Задача для решения: Пожалуйста, оформите как JSON-массив текстовых значений строки ниже, начиная с самой первой и заканчивая строкой с "POLYGON ((197 134, 179" включительно, по одному значению на каждую строку и без пустых строк. Обозначения картинок в ответ не включайте.

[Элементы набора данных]
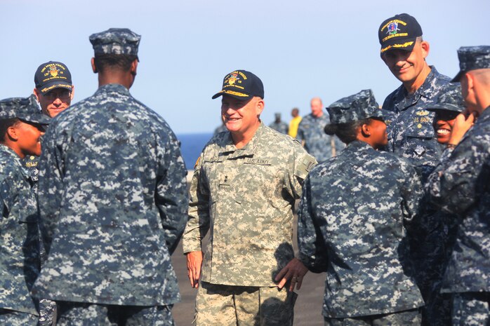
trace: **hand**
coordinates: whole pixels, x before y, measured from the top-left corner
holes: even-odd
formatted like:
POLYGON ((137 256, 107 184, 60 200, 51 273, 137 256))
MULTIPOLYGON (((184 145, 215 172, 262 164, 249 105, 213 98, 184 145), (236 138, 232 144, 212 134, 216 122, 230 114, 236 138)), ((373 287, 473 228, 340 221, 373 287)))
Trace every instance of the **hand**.
POLYGON ((276 276, 276 282, 279 282, 279 280, 281 280, 277 287, 279 289, 282 289, 288 280, 291 279, 289 292, 294 290, 295 285, 296 285, 296 289, 300 290, 301 283, 303 283, 303 278, 307 272, 308 269, 307 269, 299 259, 293 258, 291 262, 286 265, 286 267, 279 272, 277 276, 276 276))
POLYGON ((201 266, 202 265, 202 252, 192 251, 185 254, 187 259, 187 276, 190 286, 197 289, 199 286, 201 266))
POLYGON ((454 120, 454 125, 453 125, 453 130, 451 132, 451 137, 449 138, 449 144, 453 144, 457 145, 459 142, 465 135, 466 132, 473 125, 475 122, 475 114, 468 114, 466 111, 461 112, 458 114, 456 118, 454 120), (468 118, 466 115, 468 114, 468 118))

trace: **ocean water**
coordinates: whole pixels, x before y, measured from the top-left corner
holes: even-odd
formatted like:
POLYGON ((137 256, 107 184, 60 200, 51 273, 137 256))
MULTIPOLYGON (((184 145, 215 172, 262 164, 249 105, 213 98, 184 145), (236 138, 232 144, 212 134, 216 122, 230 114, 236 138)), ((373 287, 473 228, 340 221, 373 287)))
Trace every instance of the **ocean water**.
POLYGON ((197 134, 179 134, 177 138, 180 141, 180 151, 184 158, 185 168, 194 170, 194 165, 204 148, 204 145, 213 136, 213 133, 197 134))

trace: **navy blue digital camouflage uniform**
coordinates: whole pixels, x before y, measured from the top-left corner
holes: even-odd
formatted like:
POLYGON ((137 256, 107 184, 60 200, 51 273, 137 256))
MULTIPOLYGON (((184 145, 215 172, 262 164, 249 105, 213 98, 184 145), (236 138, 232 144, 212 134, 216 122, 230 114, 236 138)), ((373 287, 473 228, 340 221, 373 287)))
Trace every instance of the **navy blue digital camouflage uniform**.
POLYGON ((303 117, 298 126, 296 139, 304 142, 305 149, 318 162, 330 158, 345 147, 345 144, 336 136, 326 135, 325 125, 329 123, 329 115, 324 113, 320 117, 310 114, 303 117))
MULTIPOLYGON (((0 119, 48 123, 32 98, 0 101, 0 119)), ((29 291, 39 273, 37 203, 20 157, 0 144, 0 325, 36 325, 38 301, 29 291)))
MULTIPOLYGON (((332 123, 382 117, 367 90, 327 109, 332 123)), ((405 226, 416 218, 422 195, 410 164, 358 140, 311 170, 298 211, 298 241, 303 264, 326 272, 326 325, 395 313, 406 325, 420 323, 423 301, 405 271, 405 226)))
MULTIPOLYGON (((96 55, 136 55, 139 40, 126 29, 91 36, 96 55)), ((48 256, 32 292, 61 301, 61 325, 138 307, 158 315, 145 325, 172 325, 180 294, 170 255, 187 194, 168 125, 122 85, 106 84, 60 113, 43 140, 39 198, 48 256)))
MULTIPOLYGON (((455 79, 467 71, 490 69, 490 46, 463 47, 458 55, 461 70, 455 79)), ((444 151, 426 184, 434 203, 459 217, 456 242, 442 290, 453 296, 453 325, 490 322, 489 185, 487 107, 456 148, 444 151)))

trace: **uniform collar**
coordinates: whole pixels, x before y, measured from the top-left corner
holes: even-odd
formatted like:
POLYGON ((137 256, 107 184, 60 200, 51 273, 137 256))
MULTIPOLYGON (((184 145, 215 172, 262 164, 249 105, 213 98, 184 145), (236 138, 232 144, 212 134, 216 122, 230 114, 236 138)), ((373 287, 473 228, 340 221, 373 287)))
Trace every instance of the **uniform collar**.
POLYGON ((108 83, 99 87, 95 95, 102 93, 119 93, 119 94, 130 95, 129 90, 119 83, 108 83))
POLYGON ((10 147, 1 144, 0 144, 0 153, 8 157, 9 160, 13 161, 15 165, 17 165, 17 168, 22 172, 22 175, 24 175, 26 179, 29 179, 29 171, 20 161, 20 158, 17 155, 17 153, 13 151, 10 147))

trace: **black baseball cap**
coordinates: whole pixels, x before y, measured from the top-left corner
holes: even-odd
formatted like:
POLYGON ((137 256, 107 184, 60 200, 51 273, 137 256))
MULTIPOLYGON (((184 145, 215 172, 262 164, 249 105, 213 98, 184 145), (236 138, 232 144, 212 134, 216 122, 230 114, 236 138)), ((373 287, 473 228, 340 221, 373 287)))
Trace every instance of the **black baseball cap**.
POLYGON ((400 13, 385 20, 378 29, 381 54, 397 48, 411 51, 417 37, 421 36, 422 27, 408 13, 400 13))
POLYGON ((258 96, 264 98, 264 85, 260 78, 246 70, 235 70, 225 76, 223 88, 213 95, 216 99, 226 94, 239 100, 258 96))
POLYGON ((42 95, 55 88, 72 90, 72 74, 66 64, 57 61, 50 61, 38 67, 34 82, 42 95))

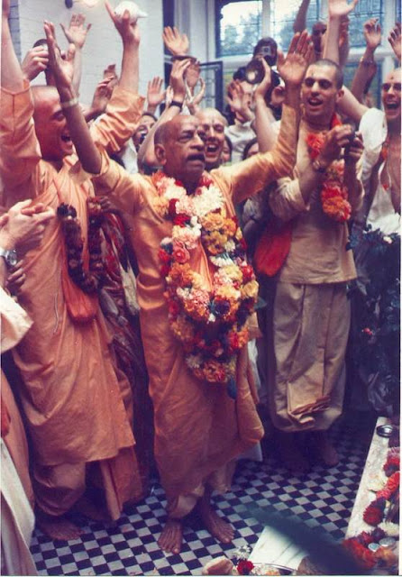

Результат:
[
  "trace: **hand**",
  "coordinates: whole pixels, x before y, measured from the top-left corner",
  "holes: even-odd",
  "formatted like:",
  "POLYGON ((137 256, 107 184, 60 200, 51 273, 137 256))",
  "MULTIPOLYGON (((184 145, 215 172, 262 164, 249 105, 213 98, 184 145), (236 138, 232 144, 212 134, 216 122, 230 114, 236 138)), ((373 287, 473 228, 340 221, 373 287)))",
  "Trace every instance of the **hand**.",
  "POLYGON ((276 276, 276 282, 279 282, 279 280, 281 280, 277 287, 279 289, 282 289, 288 280, 291 279, 289 292, 294 290, 295 285, 296 285, 296 289, 300 290, 301 283, 303 283, 303 278, 307 272, 308 269, 307 269, 299 259, 293 258, 291 262, 286 265, 286 267, 279 272, 277 276, 276 276))",
  "POLYGON ((201 266, 202 265, 202 252, 192 251, 185 254, 187 259, 187 276, 190 286, 197 289, 199 286, 201 266))",
  "POLYGON ((454 120, 454 125, 453 125, 453 130, 451 132, 451 137, 449 138, 449 144, 453 144, 457 145, 459 142, 465 135, 466 132, 473 125, 475 122, 475 114, 468 114, 466 111, 461 112, 458 114, 456 118, 454 120), (468 118, 466 115, 468 114, 468 118))",
  "trace: **ocean water**",
  "coordinates: whole pixels, x before y, measured from the top-left corner",
  "holes: even-odd",
  "formatted like:",
  "POLYGON ((137 256, 107 184, 60 200, 51 273, 137 256))",
  "MULTIPOLYGON (((184 145, 215 172, 262 164, 249 105, 213 98, 184 145), (236 138, 232 144, 212 134, 216 122, 230 114, 236 138)), ((373 287, 473 228, 340 221, 373 287)))",
  "Trace every instance of the **ocean water**.",
  "POLYGON ((197 134, 179 134, 177 138, 180 141, 180 151, 184 158, 185 168, 194 170, 194 165, 204 148, 204 145, 213 136, 213 133, 197 134))"
]